__WHAT IS EXPECTED__: Given the records below, would you repeat exactly the lines that begin at the one containing "mark a point for each instance" and end at the one containing "one JSON object", inclusive?

__INFORMATION SUPPLIED__:
- - -

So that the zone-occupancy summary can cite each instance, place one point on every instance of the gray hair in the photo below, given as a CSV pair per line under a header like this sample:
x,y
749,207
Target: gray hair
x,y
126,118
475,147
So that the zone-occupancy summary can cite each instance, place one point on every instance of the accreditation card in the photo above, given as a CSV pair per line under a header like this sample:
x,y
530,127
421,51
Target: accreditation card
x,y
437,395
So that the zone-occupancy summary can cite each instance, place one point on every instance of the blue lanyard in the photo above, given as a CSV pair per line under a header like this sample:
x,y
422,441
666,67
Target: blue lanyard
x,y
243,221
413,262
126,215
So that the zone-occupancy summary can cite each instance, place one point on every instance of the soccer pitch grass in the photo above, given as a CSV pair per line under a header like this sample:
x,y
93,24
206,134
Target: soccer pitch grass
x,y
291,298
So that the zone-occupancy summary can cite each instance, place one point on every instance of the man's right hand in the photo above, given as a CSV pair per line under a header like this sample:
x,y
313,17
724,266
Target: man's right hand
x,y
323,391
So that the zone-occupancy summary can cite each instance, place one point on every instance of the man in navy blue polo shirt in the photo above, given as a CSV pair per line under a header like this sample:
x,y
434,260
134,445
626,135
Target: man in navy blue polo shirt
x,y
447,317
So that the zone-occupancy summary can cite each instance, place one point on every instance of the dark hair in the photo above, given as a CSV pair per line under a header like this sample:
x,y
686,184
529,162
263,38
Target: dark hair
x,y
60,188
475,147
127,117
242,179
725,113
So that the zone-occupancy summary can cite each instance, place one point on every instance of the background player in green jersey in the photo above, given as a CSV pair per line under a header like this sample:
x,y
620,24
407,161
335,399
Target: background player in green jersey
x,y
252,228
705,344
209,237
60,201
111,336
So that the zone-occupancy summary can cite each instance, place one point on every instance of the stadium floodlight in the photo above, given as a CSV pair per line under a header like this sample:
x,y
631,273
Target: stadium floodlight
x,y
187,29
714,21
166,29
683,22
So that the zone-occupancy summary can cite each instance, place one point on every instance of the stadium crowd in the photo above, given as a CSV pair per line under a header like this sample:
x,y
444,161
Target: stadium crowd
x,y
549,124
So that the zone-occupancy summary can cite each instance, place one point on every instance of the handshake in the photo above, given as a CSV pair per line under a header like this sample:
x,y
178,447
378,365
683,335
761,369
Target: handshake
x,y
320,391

- - -

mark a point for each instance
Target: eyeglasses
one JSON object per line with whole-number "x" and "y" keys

- - -

__WRITTEN REPLY__:
mark a point for each instance
Target: eyeglasses
one JSON object per line with whole-number "x" and "y" keys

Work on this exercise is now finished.